* Start DOCUMENT SECTION *

This is it, Tolkien. It can sound so glamorous. Who tells the stories of blistered feet and damp days? We remember clearer the glories and summits along the way, rather than the sorry days burdened by sun or rain. And then telling tales like this, remembering the sorrows stronger than those. It's a temporal relativity masquerade: in summer, you remember the fireplace, the christmas dinner, the snowmen and snow days; in winter, you remember the green, being outdoors, walks and warmth and sun. But in both you forget the miseries, sometimes, and so it is with the cruelty of editing and writing for me, this week. It sounds glamorous, but I'm stuck in the ruts of a broken railroad. I believe the story is without value, knowing the pacing is poor, the dialogue dismal, the progression pathetic (puns intended), even though I simultaneously understand its meaningfulness to me.

* End DOCUMENT SECTION *

STATED PROBLEM 1 ▸ Pick out each line of the entries that contains the string "towel".
The passage on writing and the entries are unrelated material.

* Start MATERIAL *

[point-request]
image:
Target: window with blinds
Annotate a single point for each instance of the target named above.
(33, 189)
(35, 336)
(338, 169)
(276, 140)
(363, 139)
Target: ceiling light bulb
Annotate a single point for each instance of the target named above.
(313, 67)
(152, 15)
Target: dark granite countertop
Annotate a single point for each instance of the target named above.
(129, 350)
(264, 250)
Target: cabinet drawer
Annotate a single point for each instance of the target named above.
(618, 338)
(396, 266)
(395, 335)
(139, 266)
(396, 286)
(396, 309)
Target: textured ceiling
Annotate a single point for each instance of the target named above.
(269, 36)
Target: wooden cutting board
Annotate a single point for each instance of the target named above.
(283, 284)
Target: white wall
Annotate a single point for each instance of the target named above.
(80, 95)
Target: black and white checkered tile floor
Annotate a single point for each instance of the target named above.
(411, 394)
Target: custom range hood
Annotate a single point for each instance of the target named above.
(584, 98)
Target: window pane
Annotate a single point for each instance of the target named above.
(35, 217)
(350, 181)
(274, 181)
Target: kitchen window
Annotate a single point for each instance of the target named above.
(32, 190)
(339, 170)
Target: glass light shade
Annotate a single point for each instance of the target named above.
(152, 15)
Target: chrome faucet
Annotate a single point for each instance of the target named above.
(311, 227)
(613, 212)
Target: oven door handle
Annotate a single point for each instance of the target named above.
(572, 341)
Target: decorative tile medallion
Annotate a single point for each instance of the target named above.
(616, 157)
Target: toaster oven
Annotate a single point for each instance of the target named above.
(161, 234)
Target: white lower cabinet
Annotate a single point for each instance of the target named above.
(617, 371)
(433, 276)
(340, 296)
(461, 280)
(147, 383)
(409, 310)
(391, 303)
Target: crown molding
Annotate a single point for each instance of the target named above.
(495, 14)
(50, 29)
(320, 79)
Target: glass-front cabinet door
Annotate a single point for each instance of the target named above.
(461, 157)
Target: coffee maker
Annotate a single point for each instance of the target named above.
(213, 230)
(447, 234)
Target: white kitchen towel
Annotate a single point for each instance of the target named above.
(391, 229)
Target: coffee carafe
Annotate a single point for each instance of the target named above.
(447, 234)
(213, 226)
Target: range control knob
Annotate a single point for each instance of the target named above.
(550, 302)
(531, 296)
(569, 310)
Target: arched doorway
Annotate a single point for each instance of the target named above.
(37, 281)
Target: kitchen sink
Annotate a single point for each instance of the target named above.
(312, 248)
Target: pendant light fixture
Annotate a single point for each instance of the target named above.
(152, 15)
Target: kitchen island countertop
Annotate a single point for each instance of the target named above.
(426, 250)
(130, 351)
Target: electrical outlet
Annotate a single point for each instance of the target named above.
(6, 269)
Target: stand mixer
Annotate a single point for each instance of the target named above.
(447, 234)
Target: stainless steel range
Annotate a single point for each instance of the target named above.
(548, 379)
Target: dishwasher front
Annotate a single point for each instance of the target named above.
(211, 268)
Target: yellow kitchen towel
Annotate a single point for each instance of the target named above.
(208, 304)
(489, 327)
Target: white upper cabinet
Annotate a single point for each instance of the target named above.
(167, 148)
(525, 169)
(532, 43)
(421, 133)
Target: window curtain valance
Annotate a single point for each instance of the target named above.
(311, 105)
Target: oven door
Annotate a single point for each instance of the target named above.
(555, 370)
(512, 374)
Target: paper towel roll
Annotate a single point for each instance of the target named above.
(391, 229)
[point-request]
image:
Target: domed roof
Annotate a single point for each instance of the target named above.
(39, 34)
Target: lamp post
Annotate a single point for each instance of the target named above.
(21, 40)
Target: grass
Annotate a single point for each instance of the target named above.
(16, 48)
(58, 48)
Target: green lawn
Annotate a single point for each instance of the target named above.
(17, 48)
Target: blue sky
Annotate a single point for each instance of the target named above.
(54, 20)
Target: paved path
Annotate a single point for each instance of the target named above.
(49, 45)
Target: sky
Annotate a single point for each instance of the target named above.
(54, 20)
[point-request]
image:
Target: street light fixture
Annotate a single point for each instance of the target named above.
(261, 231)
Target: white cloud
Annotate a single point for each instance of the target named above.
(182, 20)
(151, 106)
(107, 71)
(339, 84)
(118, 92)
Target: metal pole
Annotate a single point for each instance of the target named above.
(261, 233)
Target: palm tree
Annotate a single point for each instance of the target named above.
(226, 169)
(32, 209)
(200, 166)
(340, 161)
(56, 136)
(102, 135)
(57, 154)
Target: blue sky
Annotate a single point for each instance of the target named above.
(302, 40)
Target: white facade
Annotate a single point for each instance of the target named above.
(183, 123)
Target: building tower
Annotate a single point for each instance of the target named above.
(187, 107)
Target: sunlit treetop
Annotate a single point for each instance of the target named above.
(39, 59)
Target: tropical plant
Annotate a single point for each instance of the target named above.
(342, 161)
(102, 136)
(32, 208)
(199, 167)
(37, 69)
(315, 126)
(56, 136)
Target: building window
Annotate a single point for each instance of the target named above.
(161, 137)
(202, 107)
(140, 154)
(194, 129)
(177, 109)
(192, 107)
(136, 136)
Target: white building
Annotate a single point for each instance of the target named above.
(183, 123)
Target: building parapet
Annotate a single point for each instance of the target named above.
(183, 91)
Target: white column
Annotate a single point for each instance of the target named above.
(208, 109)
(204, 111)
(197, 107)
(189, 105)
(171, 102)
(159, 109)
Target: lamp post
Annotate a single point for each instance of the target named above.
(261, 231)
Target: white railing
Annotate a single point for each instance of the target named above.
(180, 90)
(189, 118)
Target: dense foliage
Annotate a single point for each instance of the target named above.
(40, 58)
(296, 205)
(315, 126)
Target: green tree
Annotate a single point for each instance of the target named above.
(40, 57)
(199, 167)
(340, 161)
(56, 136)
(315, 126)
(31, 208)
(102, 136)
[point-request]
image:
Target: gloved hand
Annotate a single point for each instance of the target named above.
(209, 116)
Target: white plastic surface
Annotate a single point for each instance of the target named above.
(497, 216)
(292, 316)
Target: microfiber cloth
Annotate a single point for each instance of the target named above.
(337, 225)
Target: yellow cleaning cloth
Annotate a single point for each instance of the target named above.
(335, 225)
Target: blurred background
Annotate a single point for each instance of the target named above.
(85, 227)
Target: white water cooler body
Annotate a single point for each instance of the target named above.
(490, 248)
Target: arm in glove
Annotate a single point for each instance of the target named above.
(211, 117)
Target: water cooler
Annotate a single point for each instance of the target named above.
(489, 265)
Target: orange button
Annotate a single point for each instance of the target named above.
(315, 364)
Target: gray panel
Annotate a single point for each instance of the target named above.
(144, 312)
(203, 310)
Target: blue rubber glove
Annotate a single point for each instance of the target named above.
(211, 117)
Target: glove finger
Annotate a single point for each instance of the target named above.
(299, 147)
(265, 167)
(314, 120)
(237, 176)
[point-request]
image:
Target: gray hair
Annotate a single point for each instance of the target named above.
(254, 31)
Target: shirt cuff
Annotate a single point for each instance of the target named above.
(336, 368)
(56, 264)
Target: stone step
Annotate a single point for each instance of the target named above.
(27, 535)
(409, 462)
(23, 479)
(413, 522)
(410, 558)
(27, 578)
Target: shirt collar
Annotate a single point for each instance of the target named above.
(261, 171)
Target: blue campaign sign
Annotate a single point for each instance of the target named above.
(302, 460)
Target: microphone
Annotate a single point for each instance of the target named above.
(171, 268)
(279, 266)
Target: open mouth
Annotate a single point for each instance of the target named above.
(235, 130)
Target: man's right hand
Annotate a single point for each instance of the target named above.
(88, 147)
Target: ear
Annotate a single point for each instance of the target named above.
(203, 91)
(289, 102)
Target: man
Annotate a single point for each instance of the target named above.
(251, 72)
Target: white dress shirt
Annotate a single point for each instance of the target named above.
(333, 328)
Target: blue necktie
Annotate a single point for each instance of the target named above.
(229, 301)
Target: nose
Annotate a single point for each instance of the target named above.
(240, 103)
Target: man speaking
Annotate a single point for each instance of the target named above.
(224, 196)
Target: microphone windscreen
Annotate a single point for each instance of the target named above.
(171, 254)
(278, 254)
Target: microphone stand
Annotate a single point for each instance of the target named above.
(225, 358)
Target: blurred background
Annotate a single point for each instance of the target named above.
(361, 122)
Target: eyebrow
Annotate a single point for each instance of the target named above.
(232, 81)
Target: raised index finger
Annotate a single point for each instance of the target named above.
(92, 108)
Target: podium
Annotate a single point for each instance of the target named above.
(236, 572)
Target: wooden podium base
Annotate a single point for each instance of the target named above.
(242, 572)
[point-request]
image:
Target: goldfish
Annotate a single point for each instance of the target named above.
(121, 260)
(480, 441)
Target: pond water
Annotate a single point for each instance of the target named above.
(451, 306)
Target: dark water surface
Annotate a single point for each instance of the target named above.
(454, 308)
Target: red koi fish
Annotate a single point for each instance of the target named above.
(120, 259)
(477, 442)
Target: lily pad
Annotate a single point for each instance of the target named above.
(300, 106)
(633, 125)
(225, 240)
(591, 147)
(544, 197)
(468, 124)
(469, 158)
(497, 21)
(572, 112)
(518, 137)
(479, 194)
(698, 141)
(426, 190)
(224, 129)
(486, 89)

* End MATERIAL *

STATED PROBLEM 2 ▸ Write out the passage on writing word for word, starting at "This is it, Tolkien." and ending at "meaningfulness to me.".

FULL SOLUTION 1 ▸
Target: white kitchen towel
Target: yellow kitchen towel
Target: paper towel roll

FULL SOLUTION 2 ▸
This is it, Tolkien. It can sound so glamorous. Who tells the stories of blistered feet and damp days? We remember clearer the glories and summits along the way, rather than the sorry days burdened by sun or rain. And then telling tales like this, remembering the sorrows stronger than those. It's a temporal relativity masquerade: in summer, you remember the fireplace, the christmas dinner, the snowmen and snow days; in winter, you remember the green, being outdoors, walks and warmth and sun. But in both you forget the miseries, sometimes, and so it is with the cruelty of editing and writing for me, this week. It sounds glamorous, but I'm stuck in the ruts of a broken railroad. I believe the story is without value, knowing the pacing is poor, the dialogue dismal, the progression pathetic (puns intended), even though I simultaneously understand its meaningfulness to me.